Data supplied:
○ ○ ○

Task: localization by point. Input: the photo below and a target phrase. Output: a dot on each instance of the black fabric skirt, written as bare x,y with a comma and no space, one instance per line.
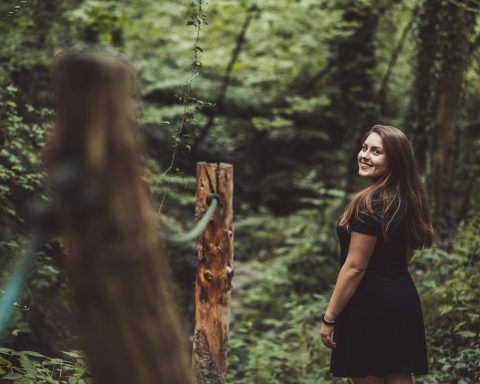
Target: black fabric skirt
380,331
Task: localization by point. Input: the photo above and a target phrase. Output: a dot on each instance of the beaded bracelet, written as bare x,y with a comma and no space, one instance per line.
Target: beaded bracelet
328,322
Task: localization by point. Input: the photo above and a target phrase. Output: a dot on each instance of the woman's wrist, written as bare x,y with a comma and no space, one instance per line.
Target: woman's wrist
329,316
327,321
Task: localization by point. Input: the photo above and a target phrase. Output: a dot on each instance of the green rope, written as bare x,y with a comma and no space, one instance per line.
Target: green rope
14,286
201,225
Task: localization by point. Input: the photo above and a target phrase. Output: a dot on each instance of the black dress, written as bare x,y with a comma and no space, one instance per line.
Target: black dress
380,330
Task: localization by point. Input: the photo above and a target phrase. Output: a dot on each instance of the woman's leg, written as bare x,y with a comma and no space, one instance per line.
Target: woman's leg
369,380
399,378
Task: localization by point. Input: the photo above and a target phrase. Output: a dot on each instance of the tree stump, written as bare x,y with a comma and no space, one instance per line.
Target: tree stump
213,285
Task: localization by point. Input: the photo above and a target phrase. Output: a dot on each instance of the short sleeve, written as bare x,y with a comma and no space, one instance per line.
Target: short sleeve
368,224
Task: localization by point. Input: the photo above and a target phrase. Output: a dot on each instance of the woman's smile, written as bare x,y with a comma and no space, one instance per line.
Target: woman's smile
372,161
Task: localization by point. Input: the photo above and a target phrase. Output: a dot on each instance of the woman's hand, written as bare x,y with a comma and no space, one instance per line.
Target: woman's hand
326,332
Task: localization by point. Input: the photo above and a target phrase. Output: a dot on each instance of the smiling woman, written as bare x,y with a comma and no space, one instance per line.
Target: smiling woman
374,321
372,161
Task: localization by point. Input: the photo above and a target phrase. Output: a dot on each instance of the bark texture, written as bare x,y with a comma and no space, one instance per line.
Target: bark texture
214,256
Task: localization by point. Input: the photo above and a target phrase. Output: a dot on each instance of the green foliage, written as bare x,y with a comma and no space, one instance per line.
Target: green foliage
451,298
25,367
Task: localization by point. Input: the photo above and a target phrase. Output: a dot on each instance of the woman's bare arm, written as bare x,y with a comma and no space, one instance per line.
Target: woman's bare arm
359,252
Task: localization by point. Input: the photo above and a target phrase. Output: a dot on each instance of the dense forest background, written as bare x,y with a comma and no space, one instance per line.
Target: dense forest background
283,90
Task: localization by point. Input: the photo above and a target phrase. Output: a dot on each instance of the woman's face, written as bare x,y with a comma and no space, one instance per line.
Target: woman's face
372,161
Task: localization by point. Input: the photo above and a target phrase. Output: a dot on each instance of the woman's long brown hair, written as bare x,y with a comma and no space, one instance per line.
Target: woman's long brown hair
130,328
398,196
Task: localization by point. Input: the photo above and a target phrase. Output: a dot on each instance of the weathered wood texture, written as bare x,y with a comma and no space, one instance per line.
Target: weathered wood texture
214,256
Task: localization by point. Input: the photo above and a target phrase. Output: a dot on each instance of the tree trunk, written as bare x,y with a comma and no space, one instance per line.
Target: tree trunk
214,256
354,63
129,326
461,26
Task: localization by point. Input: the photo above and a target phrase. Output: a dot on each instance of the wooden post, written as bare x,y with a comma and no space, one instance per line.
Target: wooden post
213,285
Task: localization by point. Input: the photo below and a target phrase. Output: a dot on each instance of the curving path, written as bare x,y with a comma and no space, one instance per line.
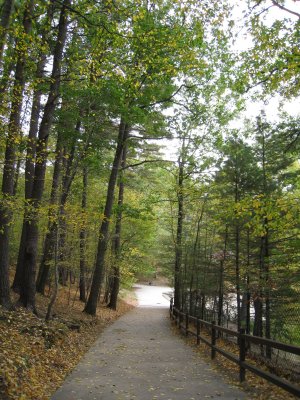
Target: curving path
139,358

○ ○ ○

The task: Reproduce the full material exactly, excluding the pictures.

Response:
Task: localization by point. Input: the photo below and a target phrase. Output: a dot on each instance of the black fabric skirt, written as bare x,y with a comma and no space, one instance per line.
Target: black fabric skirt
380,331
Task: localization by point. Input: the photo above and a target phrase. Output: a dot on each instance of the beaded bracelet, written as bare x,y with a comma and no space, one instance per line.
Target: beaded bracelet
328,322
Task: localization by point. Input: the photo above and a target phrase. Output: a dot on each instance of the woman's wrist, written as bare x,y with a comma and no space, one instance per line.
Target: woman's wrist
329,316
327,321
Task: localization by point. Input: the photo above and a target phrase. Output: a dot on each instance of the green rope, written as bare x,y with a comma and no space, one instance per line.
Target: green rope
14,286
201,225
Task: localization by point. Input: the photo above and a target phrase. Output: a dot on each instance of the black dress, written as bare x,y with a comma and no space, one instance per line.
Target: black dress
380,330
Task: localization by point. Input: the photo above and a target phrase. Output: a dot on each instance of the woman's leg, written as bare x,y with a comma and no space, one instance per line.
Target: woman's leg
369,380
399,378
Task: localization by point. Input: the photo above and a target phrase. Output: a dot on each instance of the tree stump, written as bare x,y with a comma and no space, one instance per line.
Target: tree stump
213,285
Task: localization by point. Input: the photo above and a target phrase. Output: a dot on each instance of the short sleeve, written as bare x,y with a comma and no space, one instance per line.
Target: short sleeve
368,224
Task: localization by point. Input: the photo above and a target phrase. Output: a dot on each instance of the woman's smile, written as bare x,y with a comma and no space, one instance per line.
Target: woman's smile
372,161
Task: localization by point. Input: the photo above and a target phrase. Output: a dot on each instance of the woman's hand, written as bare x,y with a comma and no space, one instance per line.
Target: woman's hand
326,332
Task: localization by point. Input: the photo above and a target phrase. Output: a dot on each instance of the smiling woman, written as bare x,y with a comma and no space, one instance per line.
Target: smiling woman
374,321
372,161
Task: localization by point. Input: the photo above and a target phrase. Output: a dot on each instance of the bark texture, written as bare x,y with a comma and no space, one instance per line.
Target: bark texture
214,256
Task: localization by point. Input: the photo above and a target phrase. Output: a dot on each instance of the green foliage, written as bare x,y with a comma and no space, one instance per line.
Target: green foliage
451,298
25,367
Task: localization by point. Input: the photo above and a target phrase. Output: a dot on each instance of the woman's bare arm, written as bare x,y with a comma and no space, one instance per line.
Target: woman's bare arm
359,252
Task: localization by point. Input: the photo above and a target phrase. Output: a dot on each instance of the dense forest background, written as bare x,y with a comma and no space, one instance per line.
Target: dense forest background
283,90
Task: localization by point. Input: the photo above and a target phrase. Output: a dot on each instance of the woman's face, written as bare x,y with a comma and no space, one instance per line.
Target: woman's face
372,161
Task: localization by point. Input: the photo above and a target phrase. Output: a dot on each instance of the woman's long brown hair, written as bare x,y with a comma and no space, one instance per line.
Target: woman's long brown hair
130,328
398,196
Task: localization by point. Input: the photo above and a target phrase. Output: a dot on each instance of the weathered wood texture, written as bare x,y with a comma and no space, one instance per line.
Target: weathered wood texture
214,256
Task: localization by point. Input: the photo above and a target phrase. Output: a dot on each instance of the tree trunk, written as bare x,y with a comma and no space, one instance per line.
Target: tree trunk
214,256
354,63
129,326
461,26
Task: localization by point. Input: the photo above and a target phrase. Output: a dot on each instance of the wooden post, written as bare x,y with a comma and no space, one instance per line.
Target: wooden post
213,285
Task: localization by point. Input: the photo below and a target phrase. Output: a dot on each instance of the curving path, written as bare x,y with a comma and no space, one instance per line.
Target: curving path
139,358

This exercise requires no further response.